►

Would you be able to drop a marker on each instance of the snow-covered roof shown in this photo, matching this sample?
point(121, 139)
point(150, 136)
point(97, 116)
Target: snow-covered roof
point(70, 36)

◄

### Exercise directions
Format each line of the data above as a JSON list of strings, one string per line, leaving out any blank lines.

### Output of the task
[
  "Would you be able to drop a marker on each instance of the snow-covered roof shown in this photo, matching this sample?",
  "point(121, 139)",
  "point(150, 136)",
  "point(97, 116)",
  "Target: snow-covered roof",
  "point(70, 36)"
]